__Excerpted passage__.
= = = = = = =

NEW ORLEANS (AP) — It was time to unveil a historic marker for low-key civil rights figure Ellis Marsalis Sr. but the pale blue sheath around the marker stayed fast. Officials heaved and jumped, tugged at corners, pulled ribbons in all directions. Finally it gave way.
It seemed almost fitting, said relatives of Marsalis, who died in 2004 in a house near the marker's location on River Road in Old Jefferson. He raised a family of musicians prone to the limelight but was never one to toot his own trumpet.
"He would have been mortified," said grandson Charles Harris. He laughed, thinking of his grandfather's likely reaction to the pomp and praise. "He was a very quiet man. He would have suffered through the ceremony — suffered."
Marsalis' daughter, Yvette Washington, painted a similar picture in her speech.
"He was just a plain, country man," she said.
A crowd of admirers, historians, politicians nodded. But they were there because they knew Marsalis was far from ordinary.
His achievements publicized themselves. A black business owner and political voice during the segregation era, Marsalis raised a family that became internationally known for jazz. His most familiar business, the Marsalis Mansion motel, was patronized by black intellectuals, political leaders and performers who were invited to preach, lecture and play in downtown New Orleans but could not stay in its hotels.
The motel grew to include a swimming pool and restaurant. People who stayed there included Martin Luther King, Jr., Thurgood Marshall, Ray Charles and Nat King Cole.

= = = = = = =

__Supplied data__.
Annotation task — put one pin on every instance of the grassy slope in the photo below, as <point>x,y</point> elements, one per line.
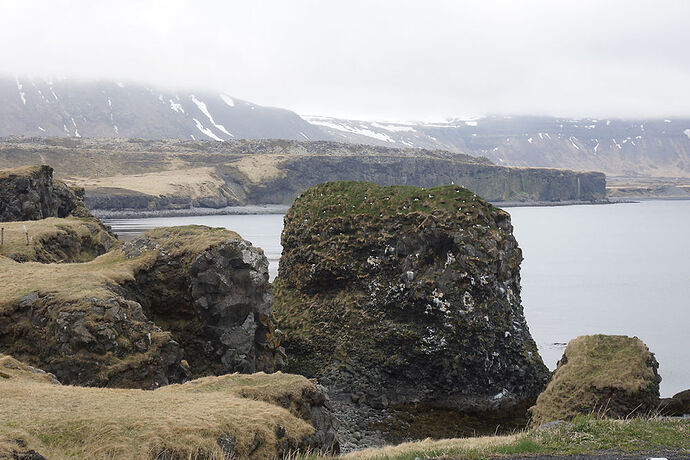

= = = = = = =

__Complete the following__.
1. Answer these from the article about Ellis Marsalis Sr.:
(a) In what year did Marsalis die?
(b) Which grandson of Marsalis is quoted?
(c) What two additions did the motel grow to include?
2. Write the next part of the article about Ellis Marsalis Sr., picking up after its final sentence.
The listing is not needed for anything here.

__Task-by-task outputs__.
1.
(a) 2004
(b) Charles Harris
(c) A swimming pool and a restaurant

2.
As a child growing up in Harahan, Jefferson Parish President John Young said, he often bicycled past the old motel but learned of its importance only as an adult.
"Too often today, we don't know our history," Young said.
The marker helps to ensure that is not the case, said Sybil Haydel Morial, whose husband, the late New Orleans Mayor Dutch Morial, collaborated with Marsalis on registering black voters in Jefferson and Orleans Parishes.
"He deserves his recognition," Morial said. "It's a landmark, an important place. In the years when you couldn't stay in downtown hotels, this is where everyone came."
Jackie Harris, who worked under Dutch Morial's son, former Mayor Marc Morial, to rename New Orleans International Airport for Louis Armstrong, said Marsalis' legacy is an important lesson for future generations.
"Mr. Marsalis taught a perfect example of communities working together," she said. As Marsalis registered black voters, he worked with a white sheriff; though he was a lifelong Republican, he registered Democrats.
"We need to continue to work across the aisle," Harris said.
Bassist Eustis Guillemet, who came to know Marsalis through his son, the pianist Ellis Marsalis Jr., proposed the marker. He grew to see Marsalis as a political leader whose contribution should not be ignored, but also understood that Marsalis would not advocate for attention.
When the motel was declared a fire hazard and demolished in 1993, Guillemet said he stepped up to ensure the site would be commemorated.
"I didn't want to let this patriot go unknown when they knocked down the building," he said. "The man did not want to be made a show of."
Marsalis Jr. said he has passed down River Road often only to notice how the neighborhood was changing, how the business his father built was now spread with gravel, an empty lot, an insignificant blink in the eyes of most drivers. The marker would make it something more.
"I wish my father was here to actually see this," he said.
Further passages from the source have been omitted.